**DIRECTIONS FOR THIS TASK**
Nothing in the data may be altered; copy it all exactly.

(Natural language region descriptions)

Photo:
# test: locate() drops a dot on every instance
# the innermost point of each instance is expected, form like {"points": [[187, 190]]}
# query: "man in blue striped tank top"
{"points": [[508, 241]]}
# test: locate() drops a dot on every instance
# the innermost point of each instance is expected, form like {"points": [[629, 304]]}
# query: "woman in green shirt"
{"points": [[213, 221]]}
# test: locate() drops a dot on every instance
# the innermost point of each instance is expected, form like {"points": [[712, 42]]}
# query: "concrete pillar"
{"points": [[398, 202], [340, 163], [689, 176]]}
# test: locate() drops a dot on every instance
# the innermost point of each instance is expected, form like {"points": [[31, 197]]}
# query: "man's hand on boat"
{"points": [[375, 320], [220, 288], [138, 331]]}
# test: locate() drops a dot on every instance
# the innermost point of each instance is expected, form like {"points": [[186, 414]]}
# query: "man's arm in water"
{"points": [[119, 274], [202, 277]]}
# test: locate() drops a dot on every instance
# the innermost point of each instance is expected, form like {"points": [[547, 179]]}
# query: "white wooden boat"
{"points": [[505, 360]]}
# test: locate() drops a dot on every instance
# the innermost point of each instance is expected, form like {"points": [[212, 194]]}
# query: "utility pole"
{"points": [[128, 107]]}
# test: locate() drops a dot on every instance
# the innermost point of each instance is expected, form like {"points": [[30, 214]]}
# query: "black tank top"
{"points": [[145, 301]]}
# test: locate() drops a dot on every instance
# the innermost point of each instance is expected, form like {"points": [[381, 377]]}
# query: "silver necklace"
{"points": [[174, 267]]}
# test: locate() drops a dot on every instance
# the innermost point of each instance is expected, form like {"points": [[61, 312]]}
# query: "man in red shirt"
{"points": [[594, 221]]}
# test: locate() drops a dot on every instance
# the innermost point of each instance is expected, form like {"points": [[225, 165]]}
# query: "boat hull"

**SOLUTION**
Photo:
# test: locate() drops a dot on every instance
# the innermost point of each instance is expected, form like {"points": [[187, 190]]}
# query: "man in blue striped tank top"
{"points": [[508, 241]]}
# test: locate() drops a dot on every instance
# the innermost point of each instance is expected, form like {"points": [[629, 304]]}
# query: "woman in green shirt"
{"points": [[213, 221]]}
# test: locate() drops a dot on every instance
# the innermost point of each instance is expected, form like {"points": [[712, 42]]}
# query: "concrete pillar"
{"points": [[398, 202], [340, 163], [689, 176]]}
# test: locate() drops a dot on every instance
# the innermost point of each instance is expected, form like {"points": [[31, 197]]}
# query: "man's hand on boat"
{"points": [[375, 320], [220, 288], [138, 331]]}
# test: locate() drops a dot on every instance
# the innermost point of each instance is expected, form like {"points": [[186, 414]]}
# query: "man's arm in water"
{"points": [[119, 274], [202, 277]]}
# test: locate() drops a dot on every instance
# the innermost point of each instance is expected, form like {"points": [[547, 179]]}
# query: "white wooden boat"
{"points": [[505, 360]]}
# test: locate() drops a dot on every instance
# the innermost point of each instance is expected, form like {"points": [[212, 194]]}
# query: "utility pole"
{"points": [[128, 107]]}
# test: locate() drops a dot on every instance
# the innermost point of each instance is expected, form like {"points": [[30, 214]]}
# query: "black tank top"
{"points": [[145, 301]]}
# test: locate() drops a dot on every instance
# the innermost point of each instance is expected, form like {"points": [[381, 377]]}
# query: "silver necklace"
{"points": [[174, 267]]}
# test: locate() drops a dot on every instance
# the innermost point of each instance is expected, form like {"points": [[61, 312]]}
# query: "man in red shirt"
{"points": [[594, 221]]}
# test: locate() drops a dot on every instance
# the innermost point of each instance is expected, form like {"points": [[225, 165]]}
# query: "boat hull"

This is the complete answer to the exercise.